Swap "innermost" for "central" throughout the records below and leave every other word as it is.

>> Begin Task input

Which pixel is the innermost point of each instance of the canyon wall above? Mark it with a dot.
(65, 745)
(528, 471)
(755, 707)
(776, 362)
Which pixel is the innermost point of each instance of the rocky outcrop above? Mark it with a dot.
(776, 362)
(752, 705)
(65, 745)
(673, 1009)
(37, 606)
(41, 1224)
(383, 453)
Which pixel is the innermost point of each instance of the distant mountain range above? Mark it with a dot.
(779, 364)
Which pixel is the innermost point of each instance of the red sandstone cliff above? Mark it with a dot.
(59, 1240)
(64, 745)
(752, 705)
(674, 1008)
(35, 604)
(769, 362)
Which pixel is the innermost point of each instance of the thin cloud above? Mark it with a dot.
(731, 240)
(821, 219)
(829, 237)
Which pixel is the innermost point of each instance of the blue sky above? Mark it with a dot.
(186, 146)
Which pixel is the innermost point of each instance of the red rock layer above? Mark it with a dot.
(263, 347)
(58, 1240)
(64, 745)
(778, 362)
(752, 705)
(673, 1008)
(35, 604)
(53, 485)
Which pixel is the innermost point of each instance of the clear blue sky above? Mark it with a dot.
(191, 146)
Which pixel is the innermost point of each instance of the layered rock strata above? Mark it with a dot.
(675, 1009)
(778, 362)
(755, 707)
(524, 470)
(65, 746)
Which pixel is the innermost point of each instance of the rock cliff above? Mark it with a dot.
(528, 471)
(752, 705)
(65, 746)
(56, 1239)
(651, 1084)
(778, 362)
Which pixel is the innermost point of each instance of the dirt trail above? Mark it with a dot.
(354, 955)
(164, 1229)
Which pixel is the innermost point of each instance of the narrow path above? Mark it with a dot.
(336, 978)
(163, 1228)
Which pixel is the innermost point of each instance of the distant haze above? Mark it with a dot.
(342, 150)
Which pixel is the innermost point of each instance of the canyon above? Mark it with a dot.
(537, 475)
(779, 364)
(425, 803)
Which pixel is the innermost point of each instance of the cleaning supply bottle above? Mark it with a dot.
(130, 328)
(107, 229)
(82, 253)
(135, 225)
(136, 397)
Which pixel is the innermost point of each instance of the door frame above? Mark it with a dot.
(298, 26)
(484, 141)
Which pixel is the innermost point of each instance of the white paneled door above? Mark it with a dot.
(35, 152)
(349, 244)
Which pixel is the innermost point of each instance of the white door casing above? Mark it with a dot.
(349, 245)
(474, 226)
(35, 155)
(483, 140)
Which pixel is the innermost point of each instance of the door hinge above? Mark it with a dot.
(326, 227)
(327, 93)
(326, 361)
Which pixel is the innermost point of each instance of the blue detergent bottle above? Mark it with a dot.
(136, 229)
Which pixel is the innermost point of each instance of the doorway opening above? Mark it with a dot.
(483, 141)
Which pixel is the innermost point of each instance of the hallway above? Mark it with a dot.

>> End Task input

→ Solution to the exercise:
Which pixel is the central point of each instance of the canyon wall above? Mark it with a dot.
(65, 745)
(528, 471)
(755, 707)
(776, 362)
Which pixel is the central point of each instance of the rocky outcrop above? Mark it with a dot.
(776, 362)
(752, 705)
(65, 745)
(673, 1009)
(37, 606)
(41, 1224)
(383, 453)
Which pixel is the central point of each instance of the distant mountain range above? Mark it with a dot.
(779, 364)
Which pixel is the central point of each instance of the red sandstone cliff above? Mark it with a dot.
(59, 1240)
(64, 745)
(752, 705)
(674, 1008)
(35, 604)
(769, 362)
Which pixel is the central point of each instance of the thin cloud above? Mark it with a dot.
(731, 240)
(821, 219)
(829, 237)
Which pixel is the central point of each instance of the blue sky above? Mark it with a dot.
(186, 146)
Which pixel is the central point of each instance of the red rock layer above? Mark it with a dot.
(263, 347)
(58, 1240)
(64, 745)
(778, 362)
(752, 705)
(673, 1008)
(35, 604)
(53, 485)
Which pixel is the central point of each instance of the clear blue sky above? Mark it with a dot.
(191, 146)
Which pixel is the central point of each instance of the layered rock strata above? Mark it with a dot.
(675, 1009)
(778, 362)
(755, 707)
(524, 470)
(65, 746)
Which pixel is the central point of each instance of the rock cliff above? Mark it with a dot.
(528, 471)
(752, 705)
(65, 746)
(56, 1239)
(651, 1084)
(778, 362)
Which pixel is the central point of each instance of the dirt trail above? Mark it with a dot.
(354, 955)
(164, 1229)
Which pixel is the central point of each instance of the narrow path above? Mark it with a dot.
(336, 978)
(163, 1228)
Which pixel is the central point of each instance of the distant haze above? Mark it with a dot.
(342, 150)
Which pixel is the central point of each instance of the canyon above? Mark it with a dot.
(537, 475)
(779, 364)
(425, 803)
Which pixel is the central point of each instance of the cleaning supply bottle above? Mark it with a dot.
(130, 328)
(107, 229)
(82, 253)
(135, 225)
(136, 397)
Which pixel is the central point of each instance of the door frame above? Mark it with a dot.
(298, 26)
(484, 141)
Which pixel is the central point of each instance of the white paneled door above? Mark it with a dot.
(35, 152)
(349, 244)
Which pixel is the central point of each instance of the white door casing above? Mark it with a dot.
(349, 245)
(474, 226)
(35, 155)
(483, 140)
Which pixel is the central point of each instance of the door hinge above? Mark it with a dot.
(326, 227)
(327, 93)
(326, 361)
Which pixel is the central point of each instance of the blue detergent bottle above? Mark it with a dot.
(136, 229)
Which pixel is the central point of each instance of the doorway opening above? Mark it with a dot.
(483, 141)
Which pixel is the central point of each instance of the hallway above? Mark it with a dot.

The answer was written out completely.